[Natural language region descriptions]
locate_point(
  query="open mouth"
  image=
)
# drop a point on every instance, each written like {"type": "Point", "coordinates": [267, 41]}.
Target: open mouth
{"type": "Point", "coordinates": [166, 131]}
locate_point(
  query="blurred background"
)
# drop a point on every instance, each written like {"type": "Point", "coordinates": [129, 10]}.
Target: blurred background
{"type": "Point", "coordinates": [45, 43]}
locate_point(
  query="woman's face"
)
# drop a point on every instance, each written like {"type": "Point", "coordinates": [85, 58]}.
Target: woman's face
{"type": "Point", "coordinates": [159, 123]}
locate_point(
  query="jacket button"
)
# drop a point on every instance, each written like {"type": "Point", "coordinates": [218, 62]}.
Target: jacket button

> WORK TO BE COMPLETED:
Transcribe, exactly and completely, all of the entries.

> WORKED SOLUTION:
locate_point(
  query="open mouth"
  image=
)
# drop a point on every instance, each written like {"type": "Point", "coordinates": [267, 41]}.
Target: open mouth
{"type": "Point", "coordinates": [166, 131]}
locate_point(
  query="blurred background"
)
# drop a point on every instance, each written like {"type": "Point", "coordinates": [129, 10]}.
Target: blurred background
{"type": "Point", "coordinates": [45, 43]}
locate_point(
  query="woman's face"
)
# drop a point on every instance, each written like {"type": "Point", "coordinates": [85, 58]}.
Target: woman's face
{"type": "Point", "coordinates": [159, 123]}
locate_point(
  query="jacket button"
)
# drop a point on every instance, each written like {"type": "Point", "coordinates": [218, 62]}.
Target: jacket button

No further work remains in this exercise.